- Exercise prompt: Write out the lines below word for word, starting with the first line and ending with the line that contains "left=680, top=184, right=1024, bottom=410".

- Provided information:

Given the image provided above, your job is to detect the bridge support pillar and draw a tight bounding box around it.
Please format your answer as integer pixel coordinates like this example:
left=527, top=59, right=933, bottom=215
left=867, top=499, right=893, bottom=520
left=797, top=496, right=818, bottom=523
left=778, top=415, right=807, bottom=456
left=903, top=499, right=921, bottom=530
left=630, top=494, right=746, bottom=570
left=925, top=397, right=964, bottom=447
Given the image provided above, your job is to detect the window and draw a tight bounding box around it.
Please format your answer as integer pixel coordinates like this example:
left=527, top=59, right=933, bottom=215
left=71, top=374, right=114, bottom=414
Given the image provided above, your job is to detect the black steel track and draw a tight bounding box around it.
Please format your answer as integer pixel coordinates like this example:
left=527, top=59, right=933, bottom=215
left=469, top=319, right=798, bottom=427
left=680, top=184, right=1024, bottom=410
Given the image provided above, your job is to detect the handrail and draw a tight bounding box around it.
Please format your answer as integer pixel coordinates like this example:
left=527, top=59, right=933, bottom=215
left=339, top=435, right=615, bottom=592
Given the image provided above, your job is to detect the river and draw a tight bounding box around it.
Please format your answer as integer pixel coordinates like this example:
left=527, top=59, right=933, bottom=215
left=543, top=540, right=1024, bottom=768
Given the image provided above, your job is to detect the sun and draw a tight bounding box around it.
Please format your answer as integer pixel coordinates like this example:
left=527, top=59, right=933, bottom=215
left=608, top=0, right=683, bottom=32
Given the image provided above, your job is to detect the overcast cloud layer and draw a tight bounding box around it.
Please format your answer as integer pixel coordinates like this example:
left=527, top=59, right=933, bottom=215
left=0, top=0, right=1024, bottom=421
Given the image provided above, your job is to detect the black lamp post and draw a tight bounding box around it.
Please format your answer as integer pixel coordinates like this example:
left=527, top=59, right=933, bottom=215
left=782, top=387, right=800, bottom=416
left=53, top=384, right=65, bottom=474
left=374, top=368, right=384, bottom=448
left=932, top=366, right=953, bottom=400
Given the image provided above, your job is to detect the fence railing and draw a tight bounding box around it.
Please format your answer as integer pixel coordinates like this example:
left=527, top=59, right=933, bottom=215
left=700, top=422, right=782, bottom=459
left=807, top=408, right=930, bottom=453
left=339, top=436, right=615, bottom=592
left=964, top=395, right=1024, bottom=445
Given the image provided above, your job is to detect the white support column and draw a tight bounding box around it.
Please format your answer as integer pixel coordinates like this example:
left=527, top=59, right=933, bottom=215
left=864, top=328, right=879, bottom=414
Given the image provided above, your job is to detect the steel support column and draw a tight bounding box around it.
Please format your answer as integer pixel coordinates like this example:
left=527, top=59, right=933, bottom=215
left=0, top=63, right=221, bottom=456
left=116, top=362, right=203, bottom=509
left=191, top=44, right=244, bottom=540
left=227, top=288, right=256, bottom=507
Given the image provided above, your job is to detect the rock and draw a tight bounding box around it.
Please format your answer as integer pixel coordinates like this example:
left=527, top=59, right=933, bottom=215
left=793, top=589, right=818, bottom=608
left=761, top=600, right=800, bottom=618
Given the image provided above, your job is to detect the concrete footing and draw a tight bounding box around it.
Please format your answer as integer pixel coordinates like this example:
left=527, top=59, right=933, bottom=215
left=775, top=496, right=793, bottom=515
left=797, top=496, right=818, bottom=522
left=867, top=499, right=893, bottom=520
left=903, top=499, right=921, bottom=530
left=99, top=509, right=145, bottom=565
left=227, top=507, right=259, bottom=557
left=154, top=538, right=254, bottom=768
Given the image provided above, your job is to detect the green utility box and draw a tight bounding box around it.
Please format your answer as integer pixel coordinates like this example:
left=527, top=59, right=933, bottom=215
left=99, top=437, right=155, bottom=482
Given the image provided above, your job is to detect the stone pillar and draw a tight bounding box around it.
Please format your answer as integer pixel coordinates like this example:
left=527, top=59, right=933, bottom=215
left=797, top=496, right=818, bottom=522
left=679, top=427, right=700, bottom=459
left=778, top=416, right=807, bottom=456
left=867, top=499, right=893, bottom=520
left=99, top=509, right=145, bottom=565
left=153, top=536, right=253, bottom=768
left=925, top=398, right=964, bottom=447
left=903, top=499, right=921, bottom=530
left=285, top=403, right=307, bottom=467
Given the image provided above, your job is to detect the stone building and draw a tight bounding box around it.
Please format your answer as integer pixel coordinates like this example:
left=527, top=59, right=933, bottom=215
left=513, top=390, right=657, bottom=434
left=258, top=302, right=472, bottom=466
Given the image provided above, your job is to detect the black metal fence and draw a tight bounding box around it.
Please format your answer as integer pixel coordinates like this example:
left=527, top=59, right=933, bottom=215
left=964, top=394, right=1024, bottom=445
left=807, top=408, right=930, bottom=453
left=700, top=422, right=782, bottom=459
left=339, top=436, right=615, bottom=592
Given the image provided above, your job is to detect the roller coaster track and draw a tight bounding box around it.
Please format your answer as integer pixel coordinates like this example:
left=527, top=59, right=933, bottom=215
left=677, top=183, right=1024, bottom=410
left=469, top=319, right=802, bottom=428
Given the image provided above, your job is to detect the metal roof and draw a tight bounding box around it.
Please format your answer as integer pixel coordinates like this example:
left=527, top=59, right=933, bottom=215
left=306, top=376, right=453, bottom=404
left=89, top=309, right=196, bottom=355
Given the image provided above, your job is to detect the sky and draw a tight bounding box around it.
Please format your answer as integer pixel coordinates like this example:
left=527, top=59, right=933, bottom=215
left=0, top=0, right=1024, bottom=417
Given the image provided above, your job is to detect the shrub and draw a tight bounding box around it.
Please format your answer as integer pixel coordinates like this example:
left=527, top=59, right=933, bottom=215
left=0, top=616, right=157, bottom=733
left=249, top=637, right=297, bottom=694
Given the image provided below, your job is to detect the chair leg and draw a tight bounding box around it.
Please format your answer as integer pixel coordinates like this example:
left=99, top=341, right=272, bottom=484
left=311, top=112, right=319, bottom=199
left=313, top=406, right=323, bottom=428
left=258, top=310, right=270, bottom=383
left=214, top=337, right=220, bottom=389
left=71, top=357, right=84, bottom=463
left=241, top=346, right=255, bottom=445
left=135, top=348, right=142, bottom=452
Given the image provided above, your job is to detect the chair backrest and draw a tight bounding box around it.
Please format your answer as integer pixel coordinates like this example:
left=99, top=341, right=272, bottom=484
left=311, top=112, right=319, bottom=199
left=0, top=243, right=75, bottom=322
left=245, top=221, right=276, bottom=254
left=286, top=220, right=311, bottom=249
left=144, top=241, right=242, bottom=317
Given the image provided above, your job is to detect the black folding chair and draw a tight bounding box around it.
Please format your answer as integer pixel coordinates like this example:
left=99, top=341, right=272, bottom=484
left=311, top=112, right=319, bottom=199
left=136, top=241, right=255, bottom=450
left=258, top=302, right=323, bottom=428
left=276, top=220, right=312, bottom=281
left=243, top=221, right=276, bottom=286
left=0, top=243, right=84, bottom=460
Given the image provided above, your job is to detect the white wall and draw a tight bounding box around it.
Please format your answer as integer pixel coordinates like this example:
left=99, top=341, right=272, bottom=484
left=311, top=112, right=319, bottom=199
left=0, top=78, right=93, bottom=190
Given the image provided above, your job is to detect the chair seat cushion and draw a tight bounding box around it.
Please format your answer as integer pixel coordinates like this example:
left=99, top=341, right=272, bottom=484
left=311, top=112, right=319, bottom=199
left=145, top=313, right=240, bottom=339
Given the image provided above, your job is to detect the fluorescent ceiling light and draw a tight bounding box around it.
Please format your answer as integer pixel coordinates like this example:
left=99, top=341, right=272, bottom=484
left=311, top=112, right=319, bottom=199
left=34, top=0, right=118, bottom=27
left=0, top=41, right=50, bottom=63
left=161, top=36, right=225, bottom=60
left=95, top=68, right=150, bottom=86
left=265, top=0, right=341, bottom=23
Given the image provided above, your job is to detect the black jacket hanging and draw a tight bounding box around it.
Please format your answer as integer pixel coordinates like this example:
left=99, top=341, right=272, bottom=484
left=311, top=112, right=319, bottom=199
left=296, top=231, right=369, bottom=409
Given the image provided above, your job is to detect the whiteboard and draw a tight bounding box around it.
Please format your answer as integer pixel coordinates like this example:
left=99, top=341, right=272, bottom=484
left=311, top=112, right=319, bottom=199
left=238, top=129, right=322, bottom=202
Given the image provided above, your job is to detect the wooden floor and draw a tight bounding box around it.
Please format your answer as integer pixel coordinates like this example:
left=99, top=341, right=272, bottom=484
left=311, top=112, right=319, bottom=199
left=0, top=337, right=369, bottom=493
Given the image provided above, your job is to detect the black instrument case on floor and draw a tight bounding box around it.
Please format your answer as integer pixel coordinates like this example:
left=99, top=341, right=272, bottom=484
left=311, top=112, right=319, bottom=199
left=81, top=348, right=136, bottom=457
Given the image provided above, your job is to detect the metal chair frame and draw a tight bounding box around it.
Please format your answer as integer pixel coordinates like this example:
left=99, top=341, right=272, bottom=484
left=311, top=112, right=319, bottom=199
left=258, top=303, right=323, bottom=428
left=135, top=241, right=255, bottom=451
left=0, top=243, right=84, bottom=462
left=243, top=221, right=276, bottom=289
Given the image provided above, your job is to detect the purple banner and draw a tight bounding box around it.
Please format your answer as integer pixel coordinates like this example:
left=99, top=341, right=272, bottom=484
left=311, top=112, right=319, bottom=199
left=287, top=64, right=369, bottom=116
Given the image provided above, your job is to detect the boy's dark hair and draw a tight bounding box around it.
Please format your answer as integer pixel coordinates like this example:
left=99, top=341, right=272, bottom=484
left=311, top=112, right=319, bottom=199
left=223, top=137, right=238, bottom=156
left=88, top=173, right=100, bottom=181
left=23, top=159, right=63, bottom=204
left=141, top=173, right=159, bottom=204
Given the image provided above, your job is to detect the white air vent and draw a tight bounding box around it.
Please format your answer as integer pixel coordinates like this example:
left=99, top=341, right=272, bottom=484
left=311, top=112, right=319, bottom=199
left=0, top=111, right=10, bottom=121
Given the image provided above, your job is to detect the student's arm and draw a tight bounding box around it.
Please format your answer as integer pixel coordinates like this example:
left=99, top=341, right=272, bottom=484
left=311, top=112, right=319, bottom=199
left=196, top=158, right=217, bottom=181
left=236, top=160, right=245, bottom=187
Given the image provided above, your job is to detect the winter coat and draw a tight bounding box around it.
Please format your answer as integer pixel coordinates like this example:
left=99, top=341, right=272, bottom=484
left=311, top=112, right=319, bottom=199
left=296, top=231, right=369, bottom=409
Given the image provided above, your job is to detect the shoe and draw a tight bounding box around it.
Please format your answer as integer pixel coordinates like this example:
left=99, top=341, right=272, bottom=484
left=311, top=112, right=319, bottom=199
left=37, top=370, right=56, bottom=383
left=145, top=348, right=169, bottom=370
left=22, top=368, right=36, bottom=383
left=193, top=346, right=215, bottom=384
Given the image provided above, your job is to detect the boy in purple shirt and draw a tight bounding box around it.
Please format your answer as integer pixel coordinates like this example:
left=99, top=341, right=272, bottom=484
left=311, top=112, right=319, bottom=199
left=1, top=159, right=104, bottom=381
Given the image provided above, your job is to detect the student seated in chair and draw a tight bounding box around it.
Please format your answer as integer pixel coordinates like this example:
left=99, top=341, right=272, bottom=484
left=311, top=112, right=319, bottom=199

- The solution:
Given the image provided above, your job is to detect the bridge support pillar and draw a tight bounding box around it.
Please format your answer as integer pixel coordinates like this example:
left=527, top=59, right=933, bottom=215
left=867, top=499, right=893, bottom=520
left=797, top=496, right=818, bottom=523
left=778, top=415, right=807, bottom=456
left=903, top=499, right=921, bottom=530
left=630, top=494, right=746, bottom=570
left=925, top=397, right=964, bottom=447
Given the image provided above, your job is to detect the window and draw a tight bounding box around it.
Please format your answer as integer pixel coordinates like this example:
left=527, top=59, right=933, bottom=215
left=71, top=374, right=114, bottom=414
Given the image provided above, your job is to detect the black steel track and draw a tight bounding box around it.
Please format your answer as integer pixel coordinates like this example:
left=527, top=59, right=933, bottom=215
left=469, top=319, right=798, bottom=427
left=680, top=184, right=1024, bottom=410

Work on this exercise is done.